▶ _Task to carry out_
Render every line of the listing below as a Markdown table with two columns, Row and Line. Number the rows in order and omit any blank lines.

Point labeling examples
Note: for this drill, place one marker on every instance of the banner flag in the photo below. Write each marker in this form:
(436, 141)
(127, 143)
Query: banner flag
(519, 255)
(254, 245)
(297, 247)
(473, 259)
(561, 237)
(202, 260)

▶ _Exercise output_
| Row | Line |
|---|---|
| 1 | Note: for this drill, place one marker on every instance of the banner flag in the photo below. Write each marker in this form: |
| 2 | (436, 141) |
| 3 | (127, 143) |
| 4 | Query: banner flag |
| 5 | (519, 255) |
| 6 | (254, 245) |
| 7 | (297, 247) |
| 8 | (473, 259) |
| 9 | (561, 237) |
| 10 | (202, 260) |